EXERCISE AIM >>
Count up the lines in the following listing that hold the word "blade", then give only that count.

EXTRACTED ENTRIES >>

┏━━

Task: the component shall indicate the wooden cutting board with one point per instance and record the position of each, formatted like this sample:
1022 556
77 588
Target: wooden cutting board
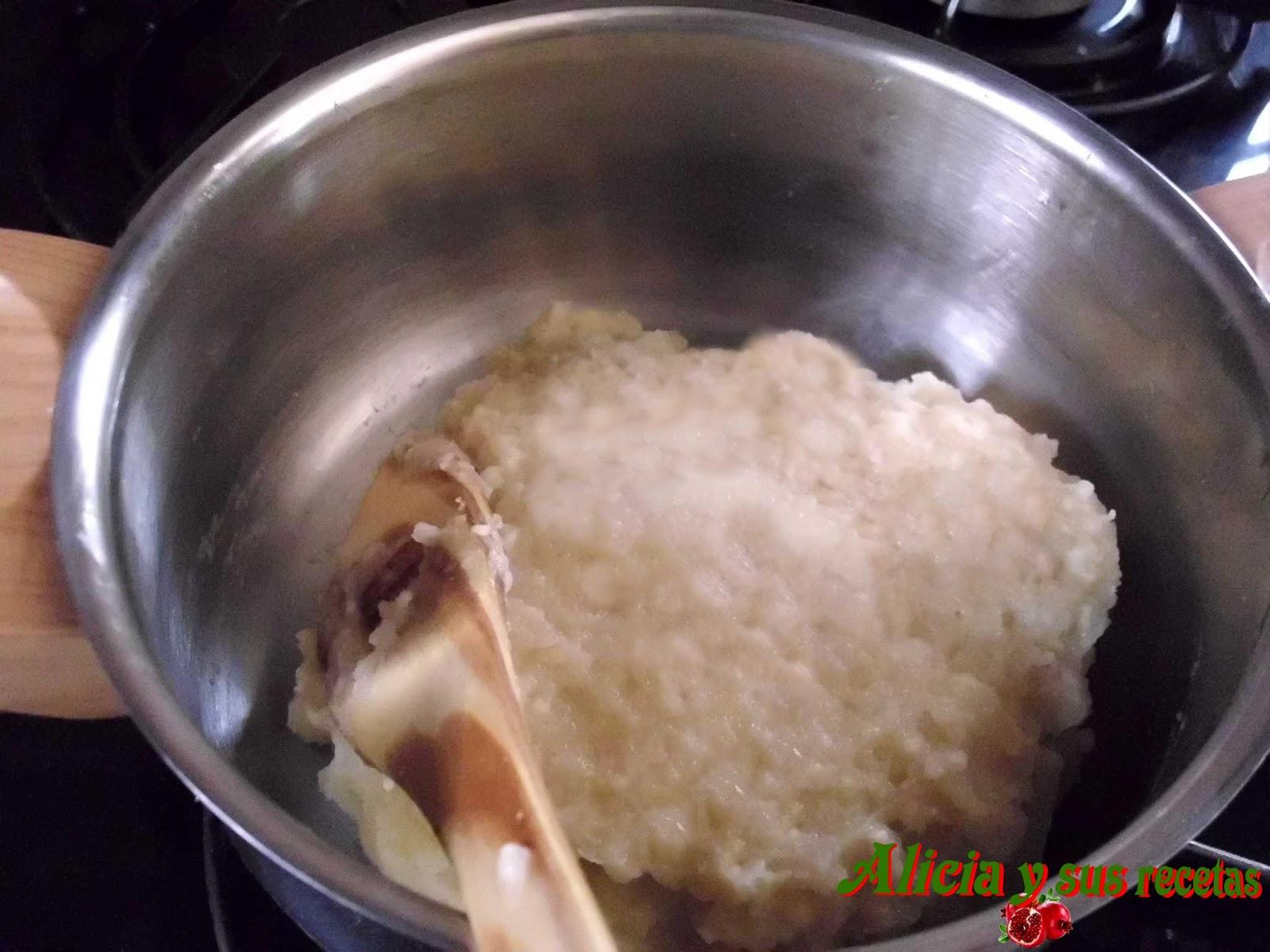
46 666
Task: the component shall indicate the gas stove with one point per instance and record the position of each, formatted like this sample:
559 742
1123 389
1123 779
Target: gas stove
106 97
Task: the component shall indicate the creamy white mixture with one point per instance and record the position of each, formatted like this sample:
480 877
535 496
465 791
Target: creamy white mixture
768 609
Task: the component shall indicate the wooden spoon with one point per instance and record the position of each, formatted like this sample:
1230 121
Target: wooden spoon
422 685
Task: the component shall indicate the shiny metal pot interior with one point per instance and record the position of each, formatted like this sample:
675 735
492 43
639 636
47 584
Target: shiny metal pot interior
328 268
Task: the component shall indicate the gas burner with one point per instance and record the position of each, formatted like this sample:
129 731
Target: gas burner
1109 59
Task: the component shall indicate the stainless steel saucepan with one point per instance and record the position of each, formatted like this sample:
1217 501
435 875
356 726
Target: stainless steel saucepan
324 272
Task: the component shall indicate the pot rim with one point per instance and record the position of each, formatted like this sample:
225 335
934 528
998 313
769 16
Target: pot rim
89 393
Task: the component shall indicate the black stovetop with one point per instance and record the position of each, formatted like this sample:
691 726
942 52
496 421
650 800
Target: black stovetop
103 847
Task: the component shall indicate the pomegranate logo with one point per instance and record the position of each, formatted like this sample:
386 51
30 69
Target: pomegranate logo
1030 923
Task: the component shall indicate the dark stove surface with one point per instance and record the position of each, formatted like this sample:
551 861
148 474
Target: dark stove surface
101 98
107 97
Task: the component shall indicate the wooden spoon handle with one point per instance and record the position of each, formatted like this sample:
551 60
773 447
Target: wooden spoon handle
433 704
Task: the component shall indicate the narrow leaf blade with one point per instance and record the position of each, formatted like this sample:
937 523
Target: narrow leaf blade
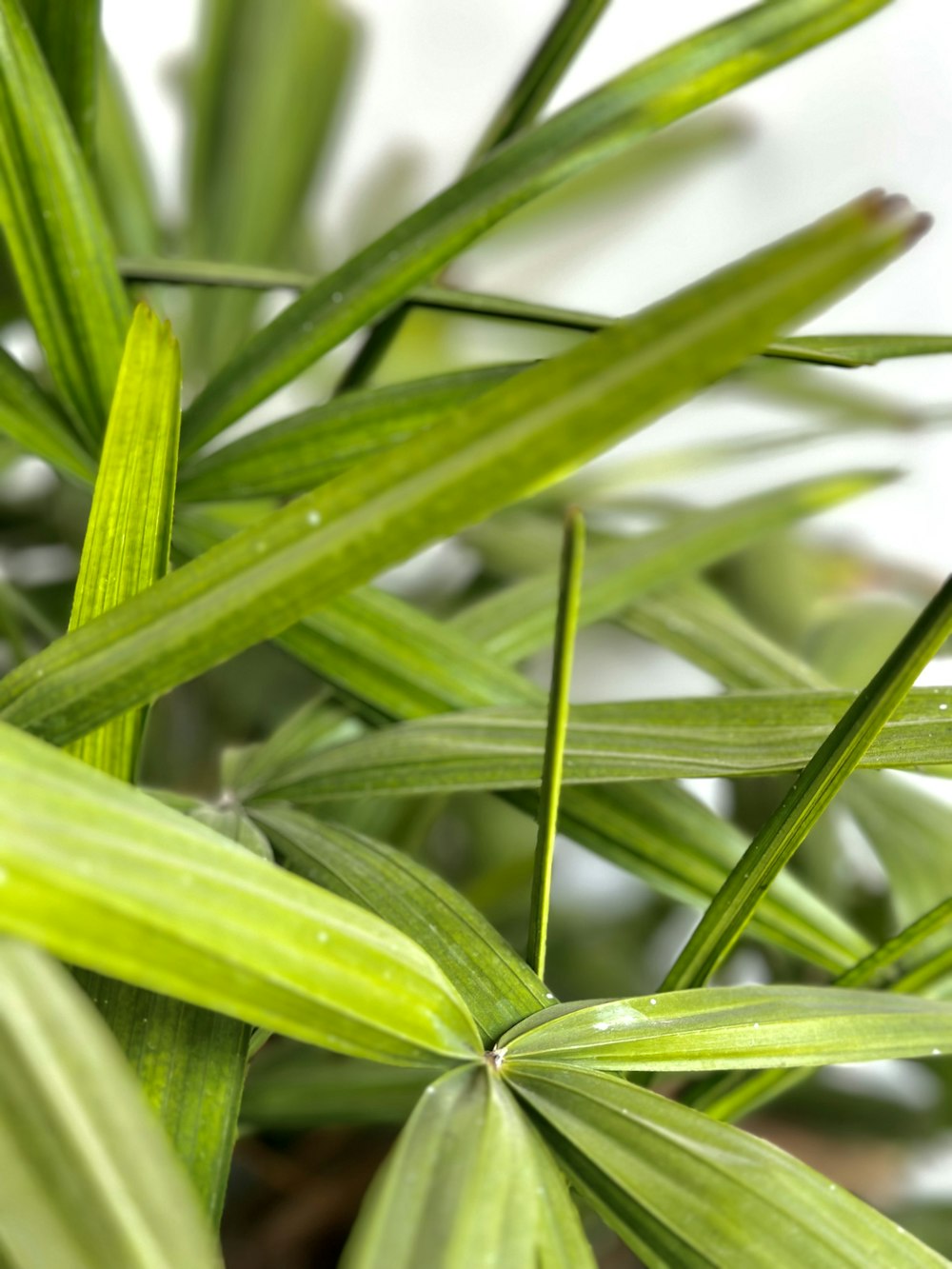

┗━━

PROBLEM SOLUTION >>
2